**Goal:** Transcribe the material exactly. Images do not belong in the copy.

**Data supplied:**
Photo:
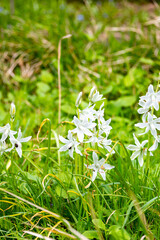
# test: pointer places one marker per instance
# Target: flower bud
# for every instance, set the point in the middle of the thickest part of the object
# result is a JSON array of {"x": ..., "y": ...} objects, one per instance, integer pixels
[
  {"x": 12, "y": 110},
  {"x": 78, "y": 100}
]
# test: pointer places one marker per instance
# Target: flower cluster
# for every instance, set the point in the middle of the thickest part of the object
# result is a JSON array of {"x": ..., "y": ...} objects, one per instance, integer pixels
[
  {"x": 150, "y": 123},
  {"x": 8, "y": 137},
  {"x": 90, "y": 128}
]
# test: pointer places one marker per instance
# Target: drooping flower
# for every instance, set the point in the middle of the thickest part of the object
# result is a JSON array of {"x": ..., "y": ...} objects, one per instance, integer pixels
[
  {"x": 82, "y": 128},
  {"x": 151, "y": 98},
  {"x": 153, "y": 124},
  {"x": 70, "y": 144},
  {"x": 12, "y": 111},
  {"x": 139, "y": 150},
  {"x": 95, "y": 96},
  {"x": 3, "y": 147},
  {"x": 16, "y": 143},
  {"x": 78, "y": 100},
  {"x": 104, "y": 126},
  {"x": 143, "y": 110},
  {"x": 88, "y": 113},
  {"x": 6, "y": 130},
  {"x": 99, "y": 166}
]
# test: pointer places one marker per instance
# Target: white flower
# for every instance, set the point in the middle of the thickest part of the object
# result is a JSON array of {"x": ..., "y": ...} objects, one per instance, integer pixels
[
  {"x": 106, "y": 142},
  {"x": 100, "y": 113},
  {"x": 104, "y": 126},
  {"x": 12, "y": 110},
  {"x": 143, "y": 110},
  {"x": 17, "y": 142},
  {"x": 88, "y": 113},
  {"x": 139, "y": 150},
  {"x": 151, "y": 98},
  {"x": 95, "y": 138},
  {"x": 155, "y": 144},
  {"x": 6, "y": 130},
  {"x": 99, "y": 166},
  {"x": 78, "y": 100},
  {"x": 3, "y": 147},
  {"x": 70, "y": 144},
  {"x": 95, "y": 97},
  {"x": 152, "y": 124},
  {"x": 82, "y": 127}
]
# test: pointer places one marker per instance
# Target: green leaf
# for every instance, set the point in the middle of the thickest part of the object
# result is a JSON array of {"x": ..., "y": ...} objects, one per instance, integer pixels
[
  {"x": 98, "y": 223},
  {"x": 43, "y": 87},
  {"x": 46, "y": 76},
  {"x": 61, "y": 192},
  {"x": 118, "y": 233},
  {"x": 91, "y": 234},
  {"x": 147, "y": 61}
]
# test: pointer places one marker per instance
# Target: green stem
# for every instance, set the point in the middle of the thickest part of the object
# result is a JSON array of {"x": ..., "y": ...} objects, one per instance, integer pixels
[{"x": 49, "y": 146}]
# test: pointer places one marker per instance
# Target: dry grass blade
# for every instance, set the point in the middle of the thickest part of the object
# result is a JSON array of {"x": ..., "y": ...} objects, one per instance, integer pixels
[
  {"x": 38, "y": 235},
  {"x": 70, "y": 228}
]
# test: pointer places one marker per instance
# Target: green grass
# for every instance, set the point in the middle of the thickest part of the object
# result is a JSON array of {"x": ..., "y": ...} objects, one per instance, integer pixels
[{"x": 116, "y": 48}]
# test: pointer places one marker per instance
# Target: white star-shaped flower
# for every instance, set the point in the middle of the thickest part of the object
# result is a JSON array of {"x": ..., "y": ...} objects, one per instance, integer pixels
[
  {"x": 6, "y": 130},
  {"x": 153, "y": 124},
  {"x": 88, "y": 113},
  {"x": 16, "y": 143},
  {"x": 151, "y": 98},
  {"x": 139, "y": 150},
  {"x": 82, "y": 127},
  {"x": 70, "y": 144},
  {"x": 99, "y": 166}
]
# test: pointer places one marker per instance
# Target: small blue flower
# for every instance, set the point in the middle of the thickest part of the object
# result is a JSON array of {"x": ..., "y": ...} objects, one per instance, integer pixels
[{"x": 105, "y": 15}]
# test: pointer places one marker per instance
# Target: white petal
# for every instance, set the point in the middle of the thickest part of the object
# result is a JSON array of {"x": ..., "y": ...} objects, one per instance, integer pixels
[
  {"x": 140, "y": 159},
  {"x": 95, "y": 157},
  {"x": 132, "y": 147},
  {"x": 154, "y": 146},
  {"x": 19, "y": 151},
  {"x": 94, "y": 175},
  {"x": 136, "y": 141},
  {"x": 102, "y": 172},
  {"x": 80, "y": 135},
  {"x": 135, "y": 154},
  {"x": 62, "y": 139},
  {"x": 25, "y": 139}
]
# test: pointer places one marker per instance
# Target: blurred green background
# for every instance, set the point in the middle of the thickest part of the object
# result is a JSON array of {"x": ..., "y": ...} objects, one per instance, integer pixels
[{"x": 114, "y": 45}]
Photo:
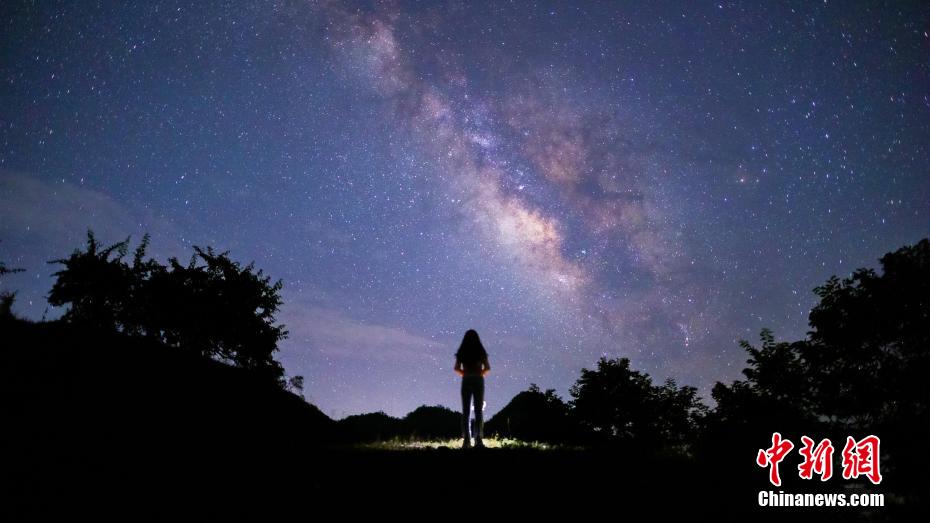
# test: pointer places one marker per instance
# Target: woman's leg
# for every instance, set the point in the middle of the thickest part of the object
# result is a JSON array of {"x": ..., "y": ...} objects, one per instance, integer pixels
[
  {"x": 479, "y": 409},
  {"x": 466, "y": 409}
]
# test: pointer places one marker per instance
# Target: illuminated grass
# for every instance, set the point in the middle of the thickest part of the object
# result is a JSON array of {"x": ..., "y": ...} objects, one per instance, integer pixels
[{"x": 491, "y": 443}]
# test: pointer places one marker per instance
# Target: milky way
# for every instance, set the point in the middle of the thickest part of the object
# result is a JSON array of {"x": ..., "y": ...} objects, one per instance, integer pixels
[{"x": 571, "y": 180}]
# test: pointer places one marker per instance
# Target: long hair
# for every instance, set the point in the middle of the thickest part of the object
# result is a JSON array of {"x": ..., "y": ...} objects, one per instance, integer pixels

**Task answer:**
Photo:
# test: pointer places one marker per instance
# Target: flower bud
# for every instance, set the point in the middle of the thickest part of the object
# result is a JSON array of {"x": ..., "y": ...} objects, one per instance, integer pixels
[
  {"x": 12, "y": 110},
  {"x": 78, "y": 100}
]
# test: pointer places one marker per instance
# Target: flower cluster
# for every instance, set the point in the middle of the thickest part of the object
# result is a JSON array of {"x": ..., "y": ...} objects, one per instance, integer pixels
[
  {"x": 150, "y": 123},
  {"x": 8, "y": 137},
  {"x": 90, "y": 128}
]
# test: pointer places one marker per instance
# Target: drooping flower
# for every instance, set the point in the middle of the thickest part of the object
# result is a JSON array of {"x": ..., "y": ...} objects, one per instance, integer pixels
[
  {"x": 82, "y": 128},
  {"x": 151, "y": 98},
  {"x": 153, "y": 124},
  {"x": 70, "y": 144},
  {"x": 12, "y": 111},
  {"x": 139, "y": 150},
  {"x": 95, "y": 96},
  {"x": 3, "y": 147},
  {"x": 16, "y": 143},
  {"x": 78, "y": 100},
  {"x": 104, "y": 126},
  {"x": 143, "y": 110},
  {"x": 88, "y": 113},
  {"x": 6, "y": 130},
  {"x": 99, "y": 166}
]
# test: pointer places one marker per instance
# Target: white flower
# for every instance, set the point in the middle of the thickest part of the object
# result is a JSON array of {"x": ..., "y": ...} objects, one per instance, integer pixels
[
  {"x": 106, "y": 142},
  {"x": 100, "y": 113},
  {"x": 104, "y": 126},
  {"x": 12, "y": 110},
  {"x": 143, "y": 110},
  {"x": 17, "y": 142},
  {"x": 88, "y": 113},
  {"x": 139, "y": 150},
  {"x": 151, "y": 98},
  {"x": 95, "y": 138},
  {"x": 155, "y": 144},
  {"x": 6, "y": 130},
  {"x": 99, "y": 166},
  {"x": 78, "y": 100},
  {"x": 3, "y": 147},
  {"x": 70, "y": 144},
  {"x": 95, "y": 97},
  {"x": 152, "y": 124},
  {"x": 82, "y": 127}
]
# test: pointer places one marker per instance
# Target: green leaf
# for every instance, set the point in the middle of the thickest part of the object
# result is a JSON array of {"x": ..., "y": ...} objects, one per instance, integer pixels
[
  {"x": 98, "y": 223},
  {"x": 43, "y": 87},
  {"x": 46, "y": 76},
  {"x": 61, "y": 192},
  {"x": 118, "y": 233},
  {"x": 91, "y": 234},
  {"x": 147, "y": 61}
]
# test: pointer places one marker per instance
# Target: green stem
# for every instance, set the point in the middle of the thickest part of the object
# result is a JSON array of {"x": ..., "y": ...} objects, one per instance, integer pixels
[{"x": 49, "y": 146}]
# test: pointer places one marker per instance
# Target: dry grass blade
# for every instance, set the point in the middle of the thickest part of the object
# result is a JSON array of {"x": ..., "y": ...} objects, one per instance, integer pixels
[
  {"x": 38, "y": 235},
  {"x": 70, "y": 228}
]
# test: pointer places one marker per instance
# Target: green grass
# for every instance, set the point in the middle of the thickest part of the object
# result is a JSON array of {"x": ..., "y": ...} objects, one per instance, integer pixels
[{"x": 116, "y": 48}]
# test: pointer places one marker per instance
# Target: white star-shaped flower
# for every instance, set the point in the middle of the thickest part of the object
# result is a JSON array of {"x": ..., "y": ...} objects, one per instance, integer pixels
[
  {"x": 6, "y": 130},
  {"x": 153, "y": 124},
  {"x": 88, "y": 113},
  {"x": 16, "y": 143},
  {"x": 151, "y": 98},
  {"x": 139, "y": 150},
  {"x": 82, "y": 127},
  {"x": 70, "y": 144},
  {"x": 99, "y": 166}
]
# test: pointer places one marker per instance
# Target: small blue flower
# for every instance, set the point in the middle of the thickest part of the object
# result is a JSON array of {"x": ..., "y": ...} objects, one per instance, integer pixels
[{"x": 105, "y": 15}]
# test: pointer places one marker per instance
# Target: white petal
# for every instance, set the point in the middle of the thickest part of the object
# result is a JSON array of {"x": ..., "y": ...} objects, one per instance, integer pixels
[
  {"x": 140, "y": 159},
  {"x": 95, "y": 157},
  {"x": 132, "y": 147},
  {"x": 154, "y": 146},
  {"x": 19, "y": 151},
  {"x": 94, "y": 175},
  {"x": 136, "y": 141},
  {"x": 102, "y": 172},
  {"x": 80, "y": 135},
  {"x": 135, "y": 154},
  {"x": 62, "y": 139},
  {"x": 25, "y": 139}
]
# test: pointer places one marker per instance
# Target: blurred green background
# for every instance, set the point in the middle of the thickest part of the object
# result is a JSON array of {"x": ..., "y": ...} objects, one per instance, integer pixels
[{"x": 114, "y": 45}]
Photo:
# test: pointer places one marker per instance
# Target: woman's leg
# for every instance, set the point in the middle of the thickest part of the object
# result is a JSON array of {"x": ..., "y": ...} objects, one per instance, integer pixels
[
  {"x": 479, "y": 409},
  {"x": 466, "y": 409}
]
# test: pointer places one marker per instance
# Target: illuminated grass
# for every instance, set the point in the middle of the thickest part of the object
# result is a JSON array of {"x": ..., "y": ...} objects, one per instance, integer pixels
[{"x": 491, "y": 443}]
# test: pointer places one marker per instance
# Target: milky way
# for every instance, set the point in the middle of the thickest part of the object
# result is a JSON array of {"x": ..., "y": ...} objects, one per instance, integer pixels
[{"x": 571, "y": 180}]
# test: pointer places one marker per instance
# Target: long hair
# for every instance, set the point in the middle of the thickest part of the object
# result is a JSON array of {"x": ..., "y": ...} objects, one per instance, integer pixels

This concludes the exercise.